ISOLA IN MARE APERTO
Una partita di calcio. Chi poteva immaginarlo? Non Boris Johnson, non Nigel Farage e gli altri campioni della Brexit che hanno riportato in mare aperto un’isola il cui cuore ha sempre condiviso con l’Europa. L’Inghilterra ha creato e donato quel sistema di regole ciniche ma equilibrate che funziona come tutte le cose inglesi sulla base di un protocollo che rende ogni gioco “fair”, giusto ed equo. Così ha fatto con la Costituzione (che peraltro l’Inghilterra non ha come carta unica), così il tennis, il cricket, il football, il basketball il bridge, il poker, ogni gioco di combattimento e di aggregazione ha avuto il suo passaggio cruciale nell’isola che ha deciso di lasciarci.
Ma che non era ancora convinta di averci lasciato e pensava, o almeno una parte degli inglesi pensava di dover agire con una colpo di scena sportivo, una vittoria schiacciante e schiaffeggiante come tutti i giornali si aspettavano, come la gente davanti alle telecamere e che avrebbe dovuto servire nell’immaginario collettivo di cui persino gli inglesi dispongono, a castigare la madre matrigna che sarebbe l’Europa e decapitarla come Enrico Ottavo decapitava le mogli per far dispetto al Papa.
Tra i tifosi della nazionale inglese abbiamo visto anche qualcuno travestito da vescovo di Roma per ricordare l’altra grande Brexit con cui l’isola che porta il nome di un generale romano si separò dal continente creandosi una propria Chiesa.
C’era questa voglia, del tutto fondata, che fa parte del DNA di quel meraviglioso paese che personalmente amo perché come riconosceva Carlo Marx, soltanto l’Impero romano e l’impero inglese hanno tracciato le strade della storia e creato leggi e tribunali e scuole anche dove nessuno avrebbe voluto averle.

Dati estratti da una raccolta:
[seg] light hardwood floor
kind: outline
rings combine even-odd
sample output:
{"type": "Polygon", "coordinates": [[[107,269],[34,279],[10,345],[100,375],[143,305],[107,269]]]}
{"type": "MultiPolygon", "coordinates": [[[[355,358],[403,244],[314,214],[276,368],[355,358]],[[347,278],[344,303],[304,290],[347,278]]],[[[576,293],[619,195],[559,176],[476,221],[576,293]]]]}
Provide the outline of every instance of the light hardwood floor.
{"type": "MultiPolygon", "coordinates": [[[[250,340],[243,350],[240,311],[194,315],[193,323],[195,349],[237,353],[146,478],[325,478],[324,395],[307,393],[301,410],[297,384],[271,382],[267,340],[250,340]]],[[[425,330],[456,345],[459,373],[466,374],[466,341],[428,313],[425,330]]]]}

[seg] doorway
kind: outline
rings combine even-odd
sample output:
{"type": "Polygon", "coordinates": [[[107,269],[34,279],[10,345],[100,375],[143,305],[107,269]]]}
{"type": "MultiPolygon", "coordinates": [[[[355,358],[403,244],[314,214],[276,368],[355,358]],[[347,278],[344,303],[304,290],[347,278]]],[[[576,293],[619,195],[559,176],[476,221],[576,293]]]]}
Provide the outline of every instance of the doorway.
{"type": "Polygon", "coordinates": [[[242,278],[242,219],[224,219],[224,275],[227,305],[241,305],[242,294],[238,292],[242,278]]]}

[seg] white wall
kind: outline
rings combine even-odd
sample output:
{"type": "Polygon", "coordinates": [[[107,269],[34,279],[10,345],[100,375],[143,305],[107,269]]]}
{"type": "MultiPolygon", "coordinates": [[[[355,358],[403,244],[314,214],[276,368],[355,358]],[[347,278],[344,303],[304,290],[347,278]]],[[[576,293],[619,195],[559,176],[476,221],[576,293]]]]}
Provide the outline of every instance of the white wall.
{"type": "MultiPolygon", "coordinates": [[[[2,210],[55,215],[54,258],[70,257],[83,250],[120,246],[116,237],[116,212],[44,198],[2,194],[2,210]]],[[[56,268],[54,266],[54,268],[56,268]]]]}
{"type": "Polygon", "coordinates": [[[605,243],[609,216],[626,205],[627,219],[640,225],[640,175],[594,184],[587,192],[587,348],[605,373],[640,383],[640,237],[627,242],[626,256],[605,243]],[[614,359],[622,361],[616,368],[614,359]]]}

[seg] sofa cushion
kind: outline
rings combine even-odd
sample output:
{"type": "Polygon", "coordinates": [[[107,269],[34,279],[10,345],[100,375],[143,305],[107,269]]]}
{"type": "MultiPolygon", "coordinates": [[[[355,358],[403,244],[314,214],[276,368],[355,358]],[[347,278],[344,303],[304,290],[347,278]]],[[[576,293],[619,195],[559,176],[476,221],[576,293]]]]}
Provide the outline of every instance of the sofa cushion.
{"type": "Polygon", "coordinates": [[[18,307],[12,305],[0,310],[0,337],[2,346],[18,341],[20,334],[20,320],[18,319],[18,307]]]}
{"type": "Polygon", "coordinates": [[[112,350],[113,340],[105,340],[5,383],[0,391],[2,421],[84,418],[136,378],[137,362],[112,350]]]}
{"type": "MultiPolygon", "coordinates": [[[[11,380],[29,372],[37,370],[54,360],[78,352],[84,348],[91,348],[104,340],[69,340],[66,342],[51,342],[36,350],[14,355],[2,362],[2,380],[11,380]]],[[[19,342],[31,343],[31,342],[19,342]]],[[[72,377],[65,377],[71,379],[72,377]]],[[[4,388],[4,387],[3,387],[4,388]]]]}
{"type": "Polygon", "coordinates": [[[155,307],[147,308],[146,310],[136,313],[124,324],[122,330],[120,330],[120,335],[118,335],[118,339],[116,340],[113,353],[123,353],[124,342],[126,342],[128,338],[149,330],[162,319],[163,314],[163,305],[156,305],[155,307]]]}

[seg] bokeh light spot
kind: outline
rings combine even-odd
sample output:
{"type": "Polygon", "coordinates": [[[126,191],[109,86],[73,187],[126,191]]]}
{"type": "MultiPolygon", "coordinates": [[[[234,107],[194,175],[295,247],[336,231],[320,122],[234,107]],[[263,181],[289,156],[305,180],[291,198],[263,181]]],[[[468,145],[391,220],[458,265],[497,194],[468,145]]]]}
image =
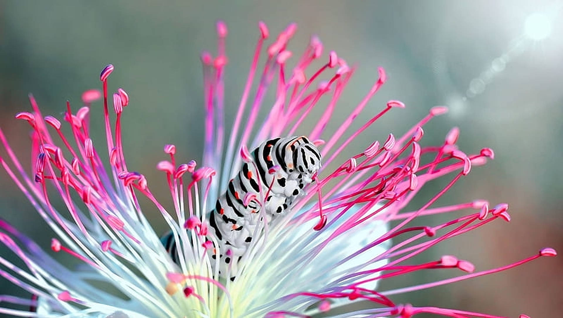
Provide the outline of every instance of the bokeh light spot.
{"type": "Polygon", "coordinates": [[[543,40],[551,34],[551,20],[544,14],[532,14],[526,18],[524,32],[533,40],[543,40]]]}

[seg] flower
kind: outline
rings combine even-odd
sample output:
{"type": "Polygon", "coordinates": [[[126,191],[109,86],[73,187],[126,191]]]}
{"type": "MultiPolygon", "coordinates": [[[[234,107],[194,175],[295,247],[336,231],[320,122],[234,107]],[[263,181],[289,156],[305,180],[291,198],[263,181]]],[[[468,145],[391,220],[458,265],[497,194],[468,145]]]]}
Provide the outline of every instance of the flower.
{"type": "MultiPolygon", "coordinates": [[[[400,101],[390,101],[344,138],[385,82],[383,69],[379,69],[372,88],[337,130],[328,132],[327,124],[354,68],[330,52],[328,61],[315,69],[313,62],[325,58],[323,44],[313,37],[288,70],[292,53],[287,46],[296,30],[296,25],[291,24],[266,48],[261,69],[259,61],[269,34],[263,23],[259,29],[254,58],[228,140],[225,139],[223,117],[223,75],[227,62],[227,32],[224,23],[217,24],[216,56],[208,53],[202,56],[207,110],[202,164],[198,167],[194,161],[178,164],[176,147],[167,145],[164,151],[169,159],[157,165],[168,181],[173,211],[166,210],[152,194],[143,174],[128,169],[120,120],[129,99],[121,88],[113,94],[115,115],[112,124],[107,83],[113,65],[101,72],[101,93],[96,90],[85,92],[84,106],[74,112],[67,102],[62,119],[70,126],[70,133],[63,132],[60,119],[43,117],[33,97],[33,111],[16,115],[32,128],[32,154],[35,159],[30,173],[23,168],[0,130],[0,141],[7,154],[0,158],[0,163],[55,232],[51,249],[81,263],[67,268],[0,220],[0,241],[24,265],[20,267],[0,257],[0,274],[33,294],[30,299],[1,296],[0,301],[5,304],[0,307],[0,313],[24,316],[306,317],[330,314],[336,307],[365,300],[372,303],[371,309],[350,310],[345,316],[406,317],[427,312],[493,317],[397,304],[392,295],[556,255],[554,249],[544,248],[513,264],[476,272],[469,261],[449,255],[413,264],[413,256],[442,241],[497,220],[510,220],[508,205],[503,203],[492,207],[481,200],[447,206],[435,204],[472,167],[493,159],[493,151],[484,148],[475,154],[461,151],[456,146],[459,133],[457,128],[450,131],[442,145],[421,146],[423,126],[447,111],[444,107],[435,107],[399,137],[390,134],[385,140],[374,141],[364,151],[351,155],[347,147],[359,134],[392,109],[405,107],[400,101]],[[258,114],[265,94],[271,88],[275,90],[275,101],[260,126],[258,114]],[[107,154],[105,146],[97,142],[95,146],[88,124],[90,104],[102,96],[107,154]],[[327,97],[328,103],[320,101],[323,97],[327,97]],[[245,121],[247,106],[249,115],[245,121]],[[303,120],[311,116],[314,108],[322,108],[323,113],[313,127],[305,127],[303,120]],[[217,238],[209,229],[209,207],[215,206],[221,191],[225,191],[242,163],[252,162],[247,146],[253,149],[265,140],[293,136],[297,131],[305,131],[320,149],[321,171],[306,187],[305,195],[275,219],[261,223],[240,260],[229,265],[239,267],[237,276],[232,280],[226,279],[218,274],[217,261],[212,257],[215,254],[211,250],[217,245],[217,238]],[[60,142],[55,142],[55,135],[60,142]],[[342,156],[347,160],[336,163],[342,156]],[[425,183],[447,176],[450,181],[425,204],[413,210],[406,209],[425,183]],[[151,201],[169,225],[171,238],[177,243],[176,252],[165,250],[141,210],[139,196],[151,201]],[[64,210],[56,206],[64,207],[64,210]],[[410,225],[415,218],[438,213],[455,216],[444,223],[410,225]],[[398,224],[390,227],[391,221],[398,224]],[[177,264],[172,258],[177,259],[177,264]],[[378,288],[382,280],[431,268],[454,268],[468,274],[395,290],[378,288]],[[17,305],[32,310],[18,309],[17,305]]],[[[269,173],[275,173],[276,169],[272,167],[269,173]]],[[[263,203],[256,198],[243,200],[247,204],[250,200],[263,203]]],[[[228,256],[229,251],[224,252],[228,256]]]]}

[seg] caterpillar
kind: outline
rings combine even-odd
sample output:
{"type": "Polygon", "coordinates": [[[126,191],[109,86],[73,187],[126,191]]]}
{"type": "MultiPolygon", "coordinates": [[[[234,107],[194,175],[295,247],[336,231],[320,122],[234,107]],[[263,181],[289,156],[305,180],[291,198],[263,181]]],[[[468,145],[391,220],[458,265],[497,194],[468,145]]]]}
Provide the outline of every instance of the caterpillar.
{"type": "MultiPolygon", "coordinates": [[[[265,222],[263,218],[269,224],[283,214],[296,199],[305,194],[303,188],[313,182],[321,167],[320,152],[302,136],[267,140],[251,153],[251,157],[252,160],[244,163],[229,181],[209,216],[218,246],[209,249],[208,253],[213,259],[220,259],[220,276],[226,277],[229,272],[231,280],[257,226],[265,222]],[[218,254],[214,252],[217,250],[218,254]]],[[[173,261],[178,263],[172,233],[160,240],[173,261]]]]}

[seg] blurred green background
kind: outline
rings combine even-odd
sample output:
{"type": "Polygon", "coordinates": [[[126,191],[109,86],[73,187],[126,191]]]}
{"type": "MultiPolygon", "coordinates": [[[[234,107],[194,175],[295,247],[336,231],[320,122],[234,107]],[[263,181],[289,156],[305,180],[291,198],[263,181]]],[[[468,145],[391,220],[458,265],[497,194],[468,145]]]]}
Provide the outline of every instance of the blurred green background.
{"type": "MultiPolygon", "coordinates": [[[[334,50],[349,64],[360,66],[339,104],[341,118],[377,78],[378,66],[386,70],[388,81],[365,116],[390,99],[407,106],[364,133],[354,151],[374,139],[384,141],[387,132],[404,132],[437,105],[449,106],[450,112],[425,127],[423,144],[441,143],[449,128],[458,126],[462,150],[495,150],[494,160],[474,169],[441,203],[476,198],[493,205],[508,202],[512,221],[494,222],[418,259],[452,254],[471,260],[477,270],[488,269],[546,246],[563,250],[560,5],[531,0],[0,1],[0,125],[29,163],[29,126],[13,119],[17,112],[30,109],[28,93],[34,94],[44,114],[60,118],[67,99],[75,110],[83,91],[101,88],[99,72],[111,63],[115,71],[110,89],[122,87],[131,97],[123,122],[128,165],[144,173],[157,196],[166,201],[163,176],[154,169],[164,158],[163,145],[176,144],[184,161],[200,160],[199,53],[215,50],[215,22],[223,20],[229,29],[229,123],[251,62],[258,21],[265,21],[272,34],[294,21],[299,29],[290,49],[300,52],[314,34],[326,52],[334,50]],[[546,15],[534,20],[534,12],[546,15]]],[[[99,142],[103,137],[101,108],[97,103],[91,111],[93,138],[99,142]]],[[[333,131],[338,123],[333,120],[329,129],[333,131]]],[[[163,231],[164,223],[157,212],[145,213],[157,231],[163,231]]],[[[0,216],[48,246],[52,234],[3,172],[0,216]]],[[[423,221],[435,223],[437,219],[423,221]]],[[[0,248],[3,255],[7,250],[0,248]]],[[[394,299],[512,317],[558,316],[562,265],[561,257],[540,259],[494,276],[394,299]]],[[[386,282],[381,290],[447,274],[413,275],[386,282]]],[[[15,290],[0,280],[0,294],[15,290]]]]}

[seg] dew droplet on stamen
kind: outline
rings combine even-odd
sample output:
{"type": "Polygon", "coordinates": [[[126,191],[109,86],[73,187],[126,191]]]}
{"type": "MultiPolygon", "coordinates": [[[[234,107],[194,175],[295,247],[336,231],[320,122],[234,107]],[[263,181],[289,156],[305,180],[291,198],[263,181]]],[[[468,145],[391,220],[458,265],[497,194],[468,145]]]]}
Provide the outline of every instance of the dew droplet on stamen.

▶ **Elenco attività**
**1.** Duplica alla lettera il passo del testo sulla Brexit che parte da "Ma che non era" e si chiude con "una propria Chiesa.".
**2.** Nel testo sulla Brexit, perché tra i tifosi inglesi c'era qualcuno travestito da vescovo di Roma? Rispondi in una, due o tre frasi.
**3.** Secondo il testo sulla Brexit, chi riconosceva che soltanto l'Impero romano e l'impero inglese hanno tracciato le strade della storia?

▶ **Problemi risolti**
**1.**
Ma che non era ancora convinta di averci lasciato e pensava, o almeno una parte degli inglesi pensava di dover agire con una colpo di scena sportivo, una vittoria schiacciante e schiaffeggiante come tutti i giornali si aspettavano, come la gente davanti alle telecamere e che avrebbe dovuto servire nell’immaginario collettivo di cui persino gli inglesi dispongono, a castigare la madre matrigna che sarebbe l’Europa e decapitarla come Enrico Ottavo decapitava le mogli per far dispetto al Papa.
Tra i tifosi della nazionale inglese abbiamo visto anche qualcuno travestito da vescovo di Roma per ricordare l’altra grande Brexit con cui l’isola che porta il nome di un generale romano si separò dal continente creandosi una propria Chiesa.

**2.** Era un modo per ricordare l'altra grande Brexit. Con quella separazione l'isola si staccò dal continente e si creò una propria Chiesa.

**3.** Carlo Marx.